Provided passage:
So I am in fellowship with God if I agree with him, in heart and mind, about who He is, who I am, and what He asks of me. In that state of agreement, even as I stumble, fall, and get back up again, I remain in fellowship with Him. If I stop agreeing with Him, by saying that His standards can’t reasonably be that high, then I break fellowship with Him. If I stop agreeing with Him by saying that I am doing well enough and can relax my striving for holiness, then I break fellowship with Him.

And when I get out of agreement with Him, it takes only an instant to get back into it. Thus fellowship with God does not have to be regained through punishment or penance, but may be restored instantaneously by confession (agreement) with Him.

What does all this theology have to do with parenting? When our kids mess up, they get out of fellowship with God, and can restore fellowship with Him immediately. They don’t have to wait for His anger to cool, or endure some punishment first. Though He may discipline them in the process, they don’t have to wait for discipline to be complete before fellowship can be restored. They only have to return to a place of heart agreement with Him.

And when He disciplines us, He does with undiminished love and esteem for us, without anger. He does not use anger or shame, or withhold love and esteem, as tools to sanctify us. His goal is our sanctification, not our penance.

Stated exercise a:
How many lines of the records contain the word "instance"? Give only the number.
The records below are unrelated to the passage on fellowship with God.

Materials provided:

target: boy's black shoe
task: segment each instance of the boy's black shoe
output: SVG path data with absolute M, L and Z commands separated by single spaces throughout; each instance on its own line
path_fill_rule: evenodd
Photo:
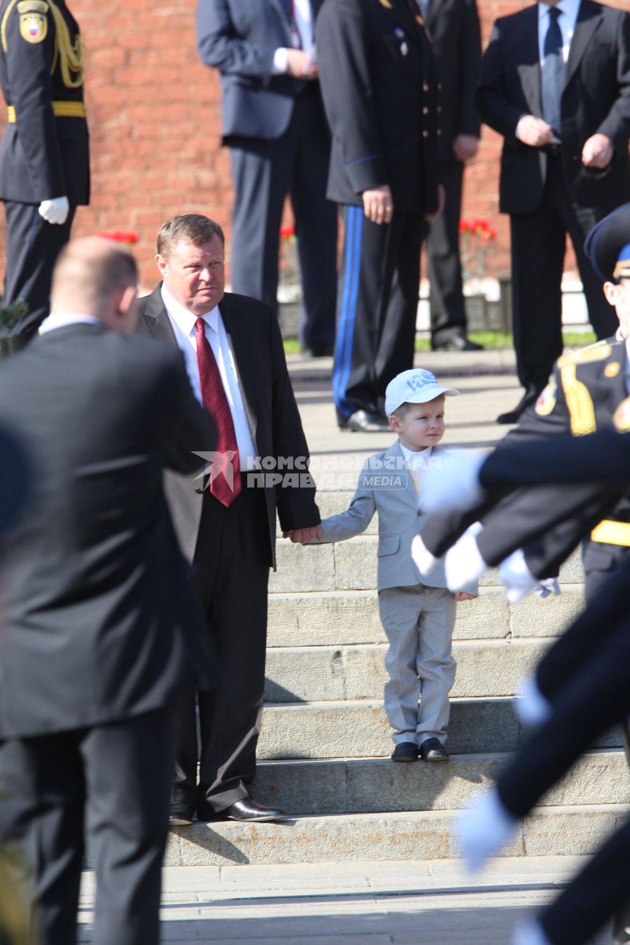
M 417 761 L 417 745 L 416 742 L 400 742 L 392 751 L 393 762 Z
M 420 758 L 423 762 L 448 762 L 449 752 L 438 738 L 427 738 L 420 745 Z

Stated exercise b:
According to the passage on fellowship with God, how may fellowship with God be restored?

Written response a:
2

Written response b:
It may be restored instantaneously by confession (agreement) with Him.